**Aim of the exercise**
Report every line of the items below that contains the string "shirt", copying each such line in full. Case counts.

**Exercise material**
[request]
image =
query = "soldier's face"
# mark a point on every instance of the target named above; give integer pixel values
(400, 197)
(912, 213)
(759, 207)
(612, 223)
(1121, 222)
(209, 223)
---
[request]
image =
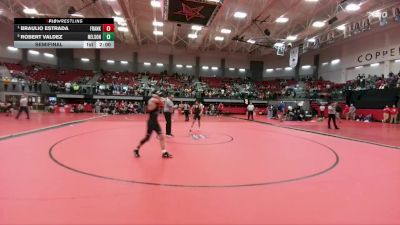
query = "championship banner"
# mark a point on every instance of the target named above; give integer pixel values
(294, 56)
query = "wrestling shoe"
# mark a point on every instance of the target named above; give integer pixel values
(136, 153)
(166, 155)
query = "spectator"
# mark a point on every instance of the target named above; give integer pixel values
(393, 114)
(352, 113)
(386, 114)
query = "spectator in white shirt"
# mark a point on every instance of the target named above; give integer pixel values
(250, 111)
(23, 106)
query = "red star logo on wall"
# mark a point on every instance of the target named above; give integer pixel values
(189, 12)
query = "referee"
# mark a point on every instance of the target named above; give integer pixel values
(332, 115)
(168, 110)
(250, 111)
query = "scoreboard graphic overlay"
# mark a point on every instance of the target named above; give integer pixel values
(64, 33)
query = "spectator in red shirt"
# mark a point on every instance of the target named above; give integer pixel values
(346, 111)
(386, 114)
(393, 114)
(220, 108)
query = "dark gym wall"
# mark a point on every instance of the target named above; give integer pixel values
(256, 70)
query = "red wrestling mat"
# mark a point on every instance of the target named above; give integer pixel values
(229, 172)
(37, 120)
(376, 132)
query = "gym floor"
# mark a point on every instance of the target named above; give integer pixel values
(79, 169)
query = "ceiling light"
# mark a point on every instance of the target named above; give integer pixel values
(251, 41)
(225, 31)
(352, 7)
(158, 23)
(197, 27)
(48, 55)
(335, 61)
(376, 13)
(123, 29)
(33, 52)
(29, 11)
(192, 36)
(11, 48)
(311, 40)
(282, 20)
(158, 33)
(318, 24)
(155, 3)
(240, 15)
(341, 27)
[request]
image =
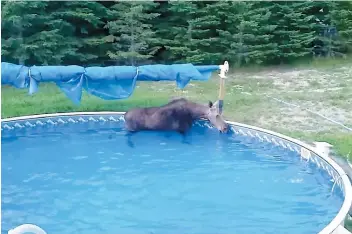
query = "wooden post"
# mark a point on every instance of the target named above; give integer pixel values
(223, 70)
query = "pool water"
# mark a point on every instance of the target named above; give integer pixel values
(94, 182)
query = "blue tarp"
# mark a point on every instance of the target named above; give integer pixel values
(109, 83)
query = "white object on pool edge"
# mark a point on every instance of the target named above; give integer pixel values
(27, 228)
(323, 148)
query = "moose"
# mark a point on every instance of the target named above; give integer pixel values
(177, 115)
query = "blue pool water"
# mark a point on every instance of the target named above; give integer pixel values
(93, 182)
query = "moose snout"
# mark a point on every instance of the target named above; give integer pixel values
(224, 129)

**Solution for this exercise**
query = "spectator in white shirt"
query = "spectator in red shirt"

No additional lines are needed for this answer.